AIM OF THE EXERCISE:
Can you write out all of the material below, word for word?

[Lines of data]
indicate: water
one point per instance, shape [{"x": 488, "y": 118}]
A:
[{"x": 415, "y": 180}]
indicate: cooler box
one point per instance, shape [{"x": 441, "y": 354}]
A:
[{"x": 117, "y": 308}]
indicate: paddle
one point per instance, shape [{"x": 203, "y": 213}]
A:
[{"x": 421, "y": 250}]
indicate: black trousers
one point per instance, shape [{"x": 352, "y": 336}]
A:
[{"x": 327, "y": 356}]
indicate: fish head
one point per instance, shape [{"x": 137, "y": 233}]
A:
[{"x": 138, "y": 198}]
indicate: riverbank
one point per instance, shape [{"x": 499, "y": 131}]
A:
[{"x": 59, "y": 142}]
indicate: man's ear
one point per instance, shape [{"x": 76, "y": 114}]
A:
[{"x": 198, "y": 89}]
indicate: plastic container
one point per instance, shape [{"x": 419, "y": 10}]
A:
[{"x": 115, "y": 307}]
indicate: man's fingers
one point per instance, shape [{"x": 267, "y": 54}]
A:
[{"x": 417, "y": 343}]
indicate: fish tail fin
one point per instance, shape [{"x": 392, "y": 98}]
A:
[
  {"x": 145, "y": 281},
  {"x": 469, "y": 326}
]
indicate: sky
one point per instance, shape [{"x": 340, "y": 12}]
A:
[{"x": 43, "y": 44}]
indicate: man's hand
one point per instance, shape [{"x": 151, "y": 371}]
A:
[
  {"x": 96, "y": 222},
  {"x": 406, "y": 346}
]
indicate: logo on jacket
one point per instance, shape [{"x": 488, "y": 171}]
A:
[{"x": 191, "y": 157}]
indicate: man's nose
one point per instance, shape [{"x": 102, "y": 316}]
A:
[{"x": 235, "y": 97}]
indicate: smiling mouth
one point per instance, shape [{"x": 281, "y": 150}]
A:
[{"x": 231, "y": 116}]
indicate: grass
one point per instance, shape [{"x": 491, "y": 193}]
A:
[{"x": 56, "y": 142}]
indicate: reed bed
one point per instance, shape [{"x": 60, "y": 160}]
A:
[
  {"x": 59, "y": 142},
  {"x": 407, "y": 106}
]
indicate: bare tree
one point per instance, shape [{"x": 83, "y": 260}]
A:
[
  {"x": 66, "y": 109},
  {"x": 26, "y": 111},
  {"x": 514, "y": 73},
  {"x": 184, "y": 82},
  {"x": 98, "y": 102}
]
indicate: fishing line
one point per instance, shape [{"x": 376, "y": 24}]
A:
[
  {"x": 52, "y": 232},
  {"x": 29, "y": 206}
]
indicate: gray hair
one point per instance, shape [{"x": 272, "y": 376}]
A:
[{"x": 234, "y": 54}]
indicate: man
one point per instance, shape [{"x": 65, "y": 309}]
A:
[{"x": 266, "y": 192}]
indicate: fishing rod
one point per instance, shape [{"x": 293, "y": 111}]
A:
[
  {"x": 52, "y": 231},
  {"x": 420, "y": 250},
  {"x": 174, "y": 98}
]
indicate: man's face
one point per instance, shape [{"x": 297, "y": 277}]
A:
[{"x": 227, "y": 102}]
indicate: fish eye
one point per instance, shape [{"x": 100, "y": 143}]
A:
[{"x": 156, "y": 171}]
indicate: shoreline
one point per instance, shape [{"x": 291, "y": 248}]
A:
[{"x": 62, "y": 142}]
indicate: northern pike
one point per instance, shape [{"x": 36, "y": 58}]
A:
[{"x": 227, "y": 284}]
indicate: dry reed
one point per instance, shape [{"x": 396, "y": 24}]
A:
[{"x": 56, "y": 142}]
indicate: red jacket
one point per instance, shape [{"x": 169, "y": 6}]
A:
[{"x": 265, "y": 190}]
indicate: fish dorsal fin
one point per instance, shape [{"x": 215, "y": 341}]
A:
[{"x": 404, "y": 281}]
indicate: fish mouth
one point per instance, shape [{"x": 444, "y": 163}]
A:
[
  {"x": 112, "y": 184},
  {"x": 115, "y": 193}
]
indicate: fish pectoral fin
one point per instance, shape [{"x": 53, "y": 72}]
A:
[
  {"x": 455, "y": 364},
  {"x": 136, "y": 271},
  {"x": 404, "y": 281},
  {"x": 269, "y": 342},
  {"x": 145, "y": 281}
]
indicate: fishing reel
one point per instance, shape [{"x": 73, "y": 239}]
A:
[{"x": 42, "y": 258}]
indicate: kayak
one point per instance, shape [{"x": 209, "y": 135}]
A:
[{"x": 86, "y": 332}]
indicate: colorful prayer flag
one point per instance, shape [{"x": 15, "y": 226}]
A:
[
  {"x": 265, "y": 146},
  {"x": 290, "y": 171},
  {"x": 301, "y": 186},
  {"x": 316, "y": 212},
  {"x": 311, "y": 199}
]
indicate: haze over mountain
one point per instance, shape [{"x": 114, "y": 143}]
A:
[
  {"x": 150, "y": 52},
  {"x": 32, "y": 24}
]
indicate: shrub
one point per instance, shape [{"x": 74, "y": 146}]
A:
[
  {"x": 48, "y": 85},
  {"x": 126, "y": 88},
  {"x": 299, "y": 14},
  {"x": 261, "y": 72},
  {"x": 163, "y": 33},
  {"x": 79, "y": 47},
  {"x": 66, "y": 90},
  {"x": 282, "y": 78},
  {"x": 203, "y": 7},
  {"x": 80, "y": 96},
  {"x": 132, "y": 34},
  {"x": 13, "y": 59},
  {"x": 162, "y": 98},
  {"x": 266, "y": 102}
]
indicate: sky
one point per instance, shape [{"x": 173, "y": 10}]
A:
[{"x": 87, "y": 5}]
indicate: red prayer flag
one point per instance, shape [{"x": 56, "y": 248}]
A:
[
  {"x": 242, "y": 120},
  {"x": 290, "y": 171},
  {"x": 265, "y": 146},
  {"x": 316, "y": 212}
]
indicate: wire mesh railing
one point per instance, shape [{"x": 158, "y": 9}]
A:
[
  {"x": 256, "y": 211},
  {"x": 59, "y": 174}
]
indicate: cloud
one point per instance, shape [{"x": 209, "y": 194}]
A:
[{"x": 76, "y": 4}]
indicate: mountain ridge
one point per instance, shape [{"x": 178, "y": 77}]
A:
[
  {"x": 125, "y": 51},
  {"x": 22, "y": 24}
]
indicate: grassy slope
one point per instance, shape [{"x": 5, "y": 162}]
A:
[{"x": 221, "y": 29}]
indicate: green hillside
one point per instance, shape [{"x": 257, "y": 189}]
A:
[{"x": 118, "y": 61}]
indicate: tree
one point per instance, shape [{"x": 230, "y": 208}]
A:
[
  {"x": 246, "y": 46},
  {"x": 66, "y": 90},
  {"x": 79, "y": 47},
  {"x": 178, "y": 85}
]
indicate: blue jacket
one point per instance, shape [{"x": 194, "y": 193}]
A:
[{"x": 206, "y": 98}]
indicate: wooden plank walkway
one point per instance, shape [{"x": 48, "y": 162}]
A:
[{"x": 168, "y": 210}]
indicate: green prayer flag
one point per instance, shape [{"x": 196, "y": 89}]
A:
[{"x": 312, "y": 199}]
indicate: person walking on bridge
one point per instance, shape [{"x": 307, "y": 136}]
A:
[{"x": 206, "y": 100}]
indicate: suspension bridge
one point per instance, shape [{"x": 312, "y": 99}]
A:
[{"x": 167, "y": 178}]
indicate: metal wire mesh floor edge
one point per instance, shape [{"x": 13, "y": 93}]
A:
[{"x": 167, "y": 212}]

ANSWER TO THIS TASK:
indicate: water
one point per instance, shape [{"x": 488, "y": 118}]
A:
[{"x": 415, "y": 180}]
indicate: cooler box
one point per instance, shape [{"x": 441, "y": 354}]
A:
[{"x": 117, "y": 308}]
indicate: paddle
one point per instance, shape [{"x": 203, "y": 213}]
A:
[{"x": 421, "y": 250}]
indicate: black trousers
one point per instance, shape [{"x": 352, "y": 336}]
A:
[{"x": 327, "y": 356}]
indicate: fish head
one point per instance, shape [{"x": 137, "y": 233}]
A:
[{"x": 138, "y": 198}]
indicate: riverbank
one point per instance, shape [{"x": 499, "y": 131}]
A:
[{"x": 59, "y": 142}]
indicate: man's ear
one point per instance, shape [{"x": 76, "y": 114}]
A:
[{"x": 198, "y": 89}]
indicate: plastic container
one point per instance, shape [{"x": 419, "y": 10}]
A:
[{"x": 115, "y": 307}]
indicate: man's fingers
one point per instance, shape [{"x": 267, "y": 54}]
A:
[{"x": 417, "y": 343}]
indicate: fish tail fin
one point per instance, shape [{"x": 392, "y": 98}]
A:
[
  {"x": 145, "y": 281},
  {"x": 469, "y": 326}
]
indicate: sky
one point per instance, shape [{"x": 340, "y": 12}]
A:
[{"x": 43, "y": 44}]
indicate: man's hand
one point per instance, shape [{"x": 151, "y": 371}]
A:
[
  {"x": 96, "y": 222},
  {"x": 406, "y": 346}
]
indicate: logo on jacket
one point per instance, shape [{"x": 488, "y": 171}]
A:
[{"x": 191, "y": 157}]
indicate: man's nose
one point per instance, shape [{"x": 102, "y": 316}]
A:
[{"x": 235, "y": 97}]
indicate: smiling mouth
one point per instance, shape [{"x": 281, "y": 150}]
A:
[{"x": 231, "y": 116}]
indicate: grass
one point per instance, shape [{"x": 491, "y": 193}]
A:
[{"x": 56, "y": 142}]
indicate: reed bed
one point per instance, shape [{"x": 60, "y": 160}]
A:
[
  {"x": 59, "y": 142},
  {"x": 407, "y": 106}
]
indicate: bare tree
one point per instance, shape [{"x": 83, "y": 260}]
A:
[
  {"x": 66, "y": 109},
  {"x": 26, "y": 111},
  {"x": 514, "y": 73},
  {"x": 184, "y": 82},
  {"x": 98, "y": 102}
]
indicate: fishing line
one point per instance, shape [{"x": 376, "y": 24}]
A:
[
  {"x": 52, "y": 232},
  {"x": 29, "y": 206}
]
indicate: gray hair
one point per instance, shape [{"x": 272, "y": 376}]
A:
[{"x": 234, "y": 54}]
indicate: man
one point per instance, shape [{"x": 65, "y": 309}]
A:
[{"x": 266, "y": 192}]
indicate: fishing rod
one point per instance, shape [{"x": 293, "y": 111}]
A:
[
  {"x": 52, "y": 231},
  {"x": 420, "y": 250},
  {"x": 174, "y": 98}
]
indicate: man's face
one point per instance, shape [{"x": 297, "y": 277}]
A:
[{"x": 227, "y": 102}]
indicate: fish eye
one point per instance, shape [{"x": 100, "y": 143}]
A:
[{"x": 156, "y": 171}]
indicate: shoreline
one point per instance, shape [{"x": 291, "y": 248}]
A:
[{"x": 62, "y": 142}]
indicate: northern pike
one point per instance, shape [{"x": 36, "y": 58}]
A:
[{"x": 227, "y": 284}]
indicate: dry reed
one point per instance, shape [{"x": 396, "y": 24}]
A:
[{"x": 56, "y": 142}]
indicate: red jacket
one point per instance, shape [{"x": 169, "y": 6}]
A:
[{"x": 265, "y": 190}]
indicate: fish dorsal fin
one point per instance, shape [{"x": 215, "y": 341}]
A:
[{"x": 404, "y": 281}]
indicate: fish mouth
one point per instance, shape [{"x": 444, "y": 163}]
A:
[
  {"x": 112, "y": 184},
  {"x": 115, "y": 193}
]
indicate: fish pectoral fin
one point per instance, shape [{"x": 53, "y": 72}]
A:
[
  {"x": 455, "y": 364},
  {"x": 136, "y": 271},
  {"x": 404, "y": 281},
  {"x": 269, "y": 342},
  {"x": 145, "y": 281}
]
indicate: fishing reel
one point per instance, shape [{"x": 73, "y": 239}]
A:
[{"x": 42, "y": 258}]
indicate: kayak
one point per instance, shape [{"x": 209, "y": 135}]
A:
[{"x": 86, "y": 332}]
indicate: colorful prayer flag
one point per instance, shape [{"x": 15, "y": 226}]
A:
[
  {"x": 265, "y": 146},
  {"x": 290, "y": 171},
  {"x": 301, "y": 186},
  {"x": 316, "y": 212},
  {"x": 311, "y": 199}
]
indicate: haze over mountain
one point per instance, shape [{"x": 114, "y": 143}]
A:
[
  {"x": 150, "y": 52},
  {"x": 32, "y": 24}
]
indicate: shrub
one point per instance, shape [{"x": 74, "y": 146}]
A:
[
  {"x": 48, "y": 85},
  {"x": 126, "y": 88},
  {"x": 299, "y": 14},
  {"x": 261, "y": 72},
  {"x": 163, "y": 33},
  {"x": 79, "y": 47},
  {"x": 66, "y": 90},
  {"x": 282, "y": 78},
  {"x": 203, "y": 7},
  {"x": 80, "y": 96},
  {"x": 132, "y": 34},
  {"x": 13, "y": 59},
  {"x": 162, "y": 98},
  {"x": 266, "y": 102}
]
indicate: sky
one point per instance, shape [{"x": 173, "y": 10}]
A:
[{"x": 87, "y": 5}]
indicate: red prayer flag
one point per instance, shape [{"x": 56, "y": 248}]
A:
[
  {"x": 242, "y": 120},
  {"x": 290, "y": 171},
  {"x": 265, "y": 146},
  {"x": 316, "y": 212}
]
indicate: wire mesh railing
one point per instance, shape [{"x": 158, "y": 9}]
A:
[
  {"x": 256, "y": 211},
  {"x": 59, "y": 174}
]
indicate: cloud
one point per instance, shape [{"x": 209, "y": 194}]
A:
[{"x": 76, "y": 4}]
indicate: mountain ridge
one point per instance, shape [{"x": 178, "y": 77}]
A:
[
  {"x": 125, "y": 51},
  {"x": 22, "y": 24}
]
indicate: grassy slope
one point per instance, shape [{"x": 5, "y": 162}]
A:
[{"x": 221, "y": 29}]
indicate: green hillside
one point per instance, shape [{"x": 257, "y": 189}]
A:
[{"x": 118, "y": 61}]
indicate: tree
one point per instance, shape [{"x": 230, "y": 208}]
A:
[
  {"x": 246, "y": 46},
  {"x": 66, "y": 90},
  {"x": 79, "y": 47},
  {"x": 178, "y": 85}
]
indicate: blue jacket
one point per instance, shape [{"x": 194, "y": 193}]
A:
[{"x": 206, "y": 98}]
indicate: wooden plank walkway
one point per instance, shape [{"x": 48, "y": 162}]
A:
[{"x": 168, "y": 210}]
indicate: green prayer flag
one point per instance, shape [{"x": 196, "y": 89}]
A:
[{"x": 312, "y": 199}]
indicate: person walking on bridge
one point per instance, shape [{"x": 307, "y": 136}]
A:
[{"x": 206, "y": 100}]
indicate: suspension bridge
one point per instance, shape [{"x": 312, "y": 99}]
A:
[{"x": 167, "y": 178}]
indicate: metal wire mesh floor edge
one point per instance, shape [{"x": 13, "y": 93}]
A:
[{"x": 167, "y": 212}]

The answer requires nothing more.